Does anybody rate Gerald Murnane? this thread sparked a memory of this bloke who basically never left his home town -- The New York Times, in a big feature published on 27 March 2018, called him "the greatest living English-language writer most people have never heard of".

>> No.15675852

>>15671494
What do you expect from a country of convicts?

>> No.15675969

>>15671856
>The landscape and weather alone will inform a different strand of art

But there are no avenues for high art in Australia. Everything we produce is milquetoast suburban dramas catering to middle aged women because those are the only people who buy books. I picked up that "Boy Swallows Universe" book because it was a mate's coffee table and I almost spat out my drink the prose was so fucking poor. It was honestly far, far worse than I was even imagining, and I had low expectations going in. I had guessed it would be bland but generally readable,but every single page was so chock full of cliches it would get you laughed out of even the shittest university creative writing class. And that's what passes as good literature in this country? Well, it is what sells.

(Region labeling entries)
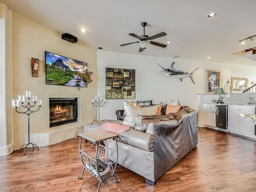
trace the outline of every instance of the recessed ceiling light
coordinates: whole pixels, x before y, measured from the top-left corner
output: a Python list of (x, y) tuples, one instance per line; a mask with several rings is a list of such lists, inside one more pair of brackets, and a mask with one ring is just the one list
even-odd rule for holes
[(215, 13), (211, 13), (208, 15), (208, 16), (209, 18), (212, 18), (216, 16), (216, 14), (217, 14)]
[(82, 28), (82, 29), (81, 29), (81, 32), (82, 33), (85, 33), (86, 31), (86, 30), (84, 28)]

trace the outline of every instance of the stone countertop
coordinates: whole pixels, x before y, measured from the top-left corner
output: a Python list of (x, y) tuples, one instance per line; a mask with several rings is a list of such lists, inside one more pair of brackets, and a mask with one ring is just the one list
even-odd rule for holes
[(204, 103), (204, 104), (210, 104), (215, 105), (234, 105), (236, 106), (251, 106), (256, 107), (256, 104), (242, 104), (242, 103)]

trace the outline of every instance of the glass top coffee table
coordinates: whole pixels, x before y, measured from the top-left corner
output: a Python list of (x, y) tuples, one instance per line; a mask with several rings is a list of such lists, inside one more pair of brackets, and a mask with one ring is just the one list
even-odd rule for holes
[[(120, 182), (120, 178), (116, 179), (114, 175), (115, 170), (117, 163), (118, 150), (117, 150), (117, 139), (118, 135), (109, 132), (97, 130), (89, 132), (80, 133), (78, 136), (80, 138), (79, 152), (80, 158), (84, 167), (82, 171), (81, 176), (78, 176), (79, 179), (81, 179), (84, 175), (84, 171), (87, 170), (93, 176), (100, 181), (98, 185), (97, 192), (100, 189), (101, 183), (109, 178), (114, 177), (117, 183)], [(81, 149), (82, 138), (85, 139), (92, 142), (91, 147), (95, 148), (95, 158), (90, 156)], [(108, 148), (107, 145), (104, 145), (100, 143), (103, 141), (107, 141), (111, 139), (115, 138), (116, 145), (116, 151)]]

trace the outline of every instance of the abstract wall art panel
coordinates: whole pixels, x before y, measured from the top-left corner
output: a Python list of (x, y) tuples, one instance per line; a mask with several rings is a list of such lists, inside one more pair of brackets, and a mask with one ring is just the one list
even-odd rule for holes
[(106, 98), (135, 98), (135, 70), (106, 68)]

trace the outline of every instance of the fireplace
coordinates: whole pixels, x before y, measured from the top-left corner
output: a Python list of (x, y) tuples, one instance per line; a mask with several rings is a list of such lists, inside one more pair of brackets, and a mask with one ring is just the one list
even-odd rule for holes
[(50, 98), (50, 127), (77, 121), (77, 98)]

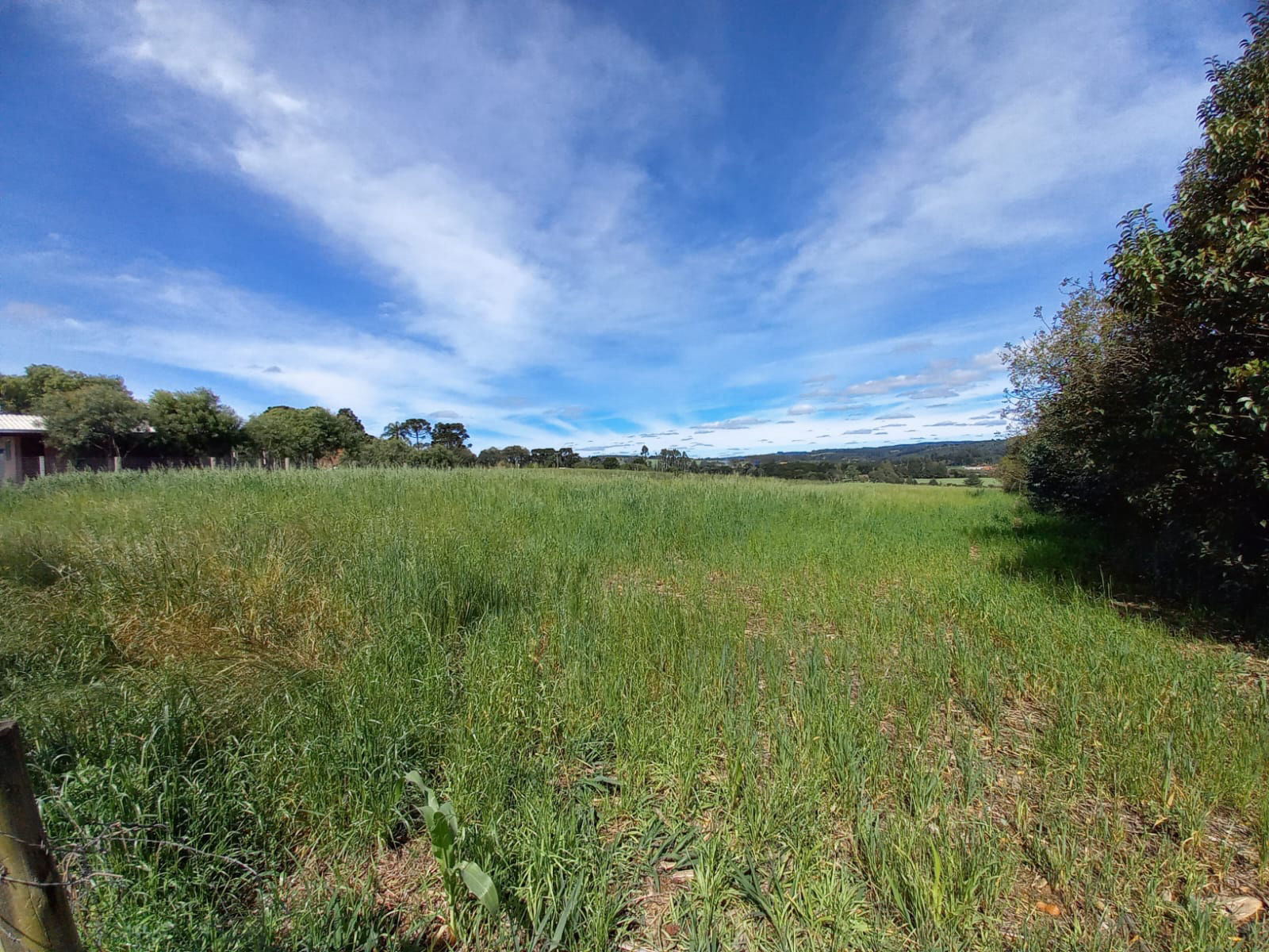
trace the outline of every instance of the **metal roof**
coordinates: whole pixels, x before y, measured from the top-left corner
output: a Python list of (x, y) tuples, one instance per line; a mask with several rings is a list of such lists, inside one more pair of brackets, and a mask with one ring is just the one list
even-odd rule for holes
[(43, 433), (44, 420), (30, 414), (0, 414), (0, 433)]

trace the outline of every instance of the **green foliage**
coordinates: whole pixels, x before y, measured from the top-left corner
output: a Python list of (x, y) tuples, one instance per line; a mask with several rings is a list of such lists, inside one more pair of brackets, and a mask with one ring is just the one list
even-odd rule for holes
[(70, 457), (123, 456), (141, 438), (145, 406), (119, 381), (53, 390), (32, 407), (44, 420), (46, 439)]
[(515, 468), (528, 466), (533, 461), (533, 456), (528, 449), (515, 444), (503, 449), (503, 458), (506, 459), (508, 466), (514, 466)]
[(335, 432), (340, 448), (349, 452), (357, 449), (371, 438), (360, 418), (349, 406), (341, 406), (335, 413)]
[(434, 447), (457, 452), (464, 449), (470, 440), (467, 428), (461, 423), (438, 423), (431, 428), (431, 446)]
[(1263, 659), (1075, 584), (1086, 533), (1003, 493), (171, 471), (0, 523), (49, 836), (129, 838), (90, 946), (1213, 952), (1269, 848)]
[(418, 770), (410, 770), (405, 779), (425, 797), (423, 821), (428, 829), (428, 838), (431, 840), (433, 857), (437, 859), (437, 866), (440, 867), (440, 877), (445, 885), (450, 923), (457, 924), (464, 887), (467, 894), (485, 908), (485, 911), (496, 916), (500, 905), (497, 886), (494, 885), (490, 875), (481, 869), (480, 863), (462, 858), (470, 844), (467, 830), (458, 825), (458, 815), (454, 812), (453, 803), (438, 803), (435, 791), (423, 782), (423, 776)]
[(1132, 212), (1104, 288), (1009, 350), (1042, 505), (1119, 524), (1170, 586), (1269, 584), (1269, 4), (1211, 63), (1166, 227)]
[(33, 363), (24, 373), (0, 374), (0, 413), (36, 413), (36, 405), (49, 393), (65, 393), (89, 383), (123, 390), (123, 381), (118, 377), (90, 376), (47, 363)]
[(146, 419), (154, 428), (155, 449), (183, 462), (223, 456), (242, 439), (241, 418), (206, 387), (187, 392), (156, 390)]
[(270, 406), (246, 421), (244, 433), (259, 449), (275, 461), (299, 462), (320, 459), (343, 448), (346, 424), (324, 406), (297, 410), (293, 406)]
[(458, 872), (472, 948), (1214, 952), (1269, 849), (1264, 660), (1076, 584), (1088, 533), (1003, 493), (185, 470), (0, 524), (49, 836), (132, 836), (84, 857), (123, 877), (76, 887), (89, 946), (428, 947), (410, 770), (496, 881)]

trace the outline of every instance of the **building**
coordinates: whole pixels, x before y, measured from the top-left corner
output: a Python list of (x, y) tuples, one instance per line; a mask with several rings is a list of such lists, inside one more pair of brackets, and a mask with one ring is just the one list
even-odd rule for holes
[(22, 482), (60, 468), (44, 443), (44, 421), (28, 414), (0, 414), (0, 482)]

* * *

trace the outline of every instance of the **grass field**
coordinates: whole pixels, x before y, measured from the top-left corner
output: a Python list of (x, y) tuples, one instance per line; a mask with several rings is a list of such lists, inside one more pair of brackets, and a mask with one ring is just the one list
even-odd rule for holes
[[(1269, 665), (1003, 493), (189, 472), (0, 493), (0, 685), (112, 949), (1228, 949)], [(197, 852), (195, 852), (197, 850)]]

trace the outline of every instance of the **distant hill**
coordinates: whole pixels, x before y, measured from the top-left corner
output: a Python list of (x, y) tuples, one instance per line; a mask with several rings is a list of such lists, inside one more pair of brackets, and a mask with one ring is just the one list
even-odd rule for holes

What to do:
**a)** From the forum thread on Australian literature, quote the passage from "But there are" to "is what sells.".
**b)** In the forum thread on Australian literature, which book did the poster pick up from a mate's coffee table?
**c)** Continue the forum thread on Australian literature, starting after its final post.

Results:
**a)**
But there are no avenues for high art in Australia. Everything we produce is milquetoast suburban dramas catering to middle aged women because those are the only people who buy books. I picked up that "Boy Swallows Universe" book because it was a mate's coffee table and I almost spat out my drink the prose was so fucking poor. It was honestly far, far worse than I was even imagining, and I had low expectations going in. I had guessed it would be bland but generally readable,but every single page was so chock full of cliches it would get you laughed out of even the shittest university creative writing class. And that's what passes as good literature in this country? Well, it is what sells.

**b)** "Boy Swallows Universe"

**c)**
>> No.15675982

>>15675847
read him and absolutely hated it

>> No.15675987

>>15675847
I've only read Border Districts but for me it tended too far toward experimentation without balancing it with readabiltiy. It's the same issue I have with William H. Gass. It's not that I find it wanky, and I generally appreciate the thesis behind it, it's just that it's not particularly enjoyable to read. Maybe I should try his earlier stuff or his short stories first.

>> No.15675996

>>15671494
it produced AC/DC, at least.

>> No.15676002

>>15671573
>On The Beach was good
Actually an English novel
>>15673927
niceeeee, i thought i was the only one that read that
>>15675847
Murnane is wonderful imo. Inland is his best, but he is super repetitive. All his novels are basically the same, so this anon >>15675987 may have had a bad first start, since Border Districts very much reads as an epilogue to the rest of his work. I don't think it works as a stand-alone very well.

>> No.15676008

The Aussiad

>> No.15676011

>>15671501
To be honest, if I was stuck on an island with Australian women I probably wouldn’t get much writing done either.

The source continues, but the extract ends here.